To do – Copy the records below exactly as they appear.

Start

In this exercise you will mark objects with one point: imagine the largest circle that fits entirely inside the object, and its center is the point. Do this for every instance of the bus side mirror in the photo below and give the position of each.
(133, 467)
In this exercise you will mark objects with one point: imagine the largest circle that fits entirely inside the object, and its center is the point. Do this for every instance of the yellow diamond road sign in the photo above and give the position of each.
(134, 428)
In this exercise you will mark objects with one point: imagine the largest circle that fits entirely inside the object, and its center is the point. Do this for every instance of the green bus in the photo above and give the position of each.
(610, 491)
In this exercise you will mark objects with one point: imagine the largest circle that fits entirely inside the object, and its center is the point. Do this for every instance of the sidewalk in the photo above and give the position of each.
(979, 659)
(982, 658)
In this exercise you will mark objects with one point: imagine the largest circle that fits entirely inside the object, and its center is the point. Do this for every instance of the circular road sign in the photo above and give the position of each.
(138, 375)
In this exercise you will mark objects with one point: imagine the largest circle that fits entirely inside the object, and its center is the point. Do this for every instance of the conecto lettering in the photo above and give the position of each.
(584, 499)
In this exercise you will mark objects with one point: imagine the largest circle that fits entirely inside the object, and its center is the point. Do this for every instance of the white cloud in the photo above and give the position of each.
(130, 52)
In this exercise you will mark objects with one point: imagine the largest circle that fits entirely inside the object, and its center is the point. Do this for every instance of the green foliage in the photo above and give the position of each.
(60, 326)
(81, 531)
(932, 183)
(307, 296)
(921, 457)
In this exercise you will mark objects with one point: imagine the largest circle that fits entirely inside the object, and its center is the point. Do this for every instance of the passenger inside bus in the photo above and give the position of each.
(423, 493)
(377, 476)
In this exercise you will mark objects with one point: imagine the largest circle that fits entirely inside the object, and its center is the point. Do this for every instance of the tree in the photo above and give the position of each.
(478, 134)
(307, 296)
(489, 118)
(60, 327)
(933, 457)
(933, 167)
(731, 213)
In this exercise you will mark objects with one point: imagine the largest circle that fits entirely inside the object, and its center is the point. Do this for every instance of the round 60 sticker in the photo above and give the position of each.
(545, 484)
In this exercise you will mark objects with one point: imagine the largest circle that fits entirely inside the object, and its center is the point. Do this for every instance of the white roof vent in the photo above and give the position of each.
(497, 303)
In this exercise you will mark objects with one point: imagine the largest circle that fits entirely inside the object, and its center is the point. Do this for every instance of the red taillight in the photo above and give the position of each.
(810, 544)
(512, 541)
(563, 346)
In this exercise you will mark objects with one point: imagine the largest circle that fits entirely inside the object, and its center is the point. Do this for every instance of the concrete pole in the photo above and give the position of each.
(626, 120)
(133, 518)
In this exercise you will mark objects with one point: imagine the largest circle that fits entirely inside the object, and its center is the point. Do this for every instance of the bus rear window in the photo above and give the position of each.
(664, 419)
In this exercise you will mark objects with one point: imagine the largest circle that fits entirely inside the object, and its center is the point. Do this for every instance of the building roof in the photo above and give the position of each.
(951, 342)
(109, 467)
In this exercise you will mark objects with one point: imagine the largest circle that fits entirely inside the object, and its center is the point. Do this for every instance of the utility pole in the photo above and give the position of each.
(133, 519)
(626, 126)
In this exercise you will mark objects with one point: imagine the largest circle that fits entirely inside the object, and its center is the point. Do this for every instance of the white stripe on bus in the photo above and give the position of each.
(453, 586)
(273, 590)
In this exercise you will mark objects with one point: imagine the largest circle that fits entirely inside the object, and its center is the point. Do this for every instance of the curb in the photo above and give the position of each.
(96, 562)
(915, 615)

End

Solution to this exercise –
In this exercise you will mark objects with one point: imagine the largest circle that fits entirely inside the object, and its center is the point. Do this for every instance of the bus side mirror in the photo below and give the position of each.
(133, 467)
In this exercise you will mark objects with one point: imagine the largest circle that fits entirely inside the object, and its center is the point. Do this for every instance of the yellow diamond road sign in the photo above and give the position of each.
(134, 428)
In this exercise you will mark objects with one point: imagine the largest circle that fits entirely inside the object, and its center is the point. Do this for every instance of the green bus in the photo above and give the position of each.
(610, 491)
In this exercise you will mark objects with one point: imagine the largest circle that fits entirely inside the object, and its center is the point. Do this for every instance of the sidewalk in the photo above and give the position of each.
(979, 659)
(982, 658)
In this exercise you will mark objects with one point: imagine the largest circle that fits entirely inside the object, and its center is the point. Do this for every instance of the circular road sign in the photo above and give the position of each.
(138, 375)
In this exercise you will mark objects with one point: imagine the largest circle that fits entirely inside the object, and its center is the point. Do this for every instance of the conecto lettering in the photo above and give the position of each.
(584, 499)
In this exercise you will mark objects with one point: imagine the largest circle that fits entirely inside the object, and its center is the point. Do this for every instance of the white cloud in the photo above and give the position of each.
(130, 52)
In this exercise you will mark objects with one point: imagine the largest circle that fits entirely inside the object, and its center is the point. Do this for every instance of the green foliage in the photo above and give the position of each.
(60, 326)
(81, 531)
(932, 183)
(307, 296)
(921, 457)
In this exercise you will mark objects with one point: imagine the largest circle that fits entirely inside the object, and its center is the point. Do this for every instance of the passenger inside bus in the photo above and give the position of each.
(423, 493)
(377, 476)
In this exercise you will mark objects with one point: imagine the largest circle that fits entirely inside the object, and its center is the point. Do this for every instance of the tree in the photo above and give the position of each.
(478, 134)
(307, 296)
(489, 118)
(60, 327)
(933, 457)
(933, 167)
(731, 213)
In this exercise you will mark objects with one point: imagine the largest circle that fits entirely inside the object, and its center is the point. Do this for every instance of the round 60 sticker in the photo above and give the position of each.
(545, 484)
In this exercise you will mark objects with one point: imagine the largest circle that fits entirely inside the object, and its center is the point. Do this for every instance of the white roof vent in the photo above and give the position of each.
(497, 303)
In this exercise you will mark objects with one point: imagine the largest circle that fits entirely inside the object, and its center is the point. Do this for every instance of the red taillight in the photo above and give the position of each.
(810, 544)
(512, 541)
(563, 346)
In this exercise you will mark objects with one point: imagine the largest circle that fits entirely inside the object, and its center is the point. Do this for every instance of the concrete pole in the photo above and give the position of each.
(626, 120)
(133, 518)
In this exercise you will mark objects with one point: imagine the largest circle that fits entirely inside the object, and its center is the point. Do this for every instance of the bus rear window in the photo above and give the position of each.
(664, 419)
In this exercise you will mark objects with one point: imagine the largest circle that fits entirely inside the object, and its center is the point. Do this for every instance of the building roof in the photo above and give the position of each.
(951, 342)
(109, 467)
In this exercise you will mark objects with one point: imagine the largest circle that fits entirely inside the object, and its center is the point. Do this for every instance of the utility pole in the photo above and give the position of each.
(133, 519)
(626, 126)
In this exercise you will mark objects with one point: imagine the largest circle that fits entirely inside the object, and its center is the point. Do this for every instance of the white stripe on bus in the photo above and give the position of each.
(453, 586)
(273, 590)
In this exercise you will mark objects with one point: imagine the largest circle that fits entirely inside the object, and its center is the point. Do this for every instance of the curb in the photo above and give the position of each.
(96, 562)
(915, 615)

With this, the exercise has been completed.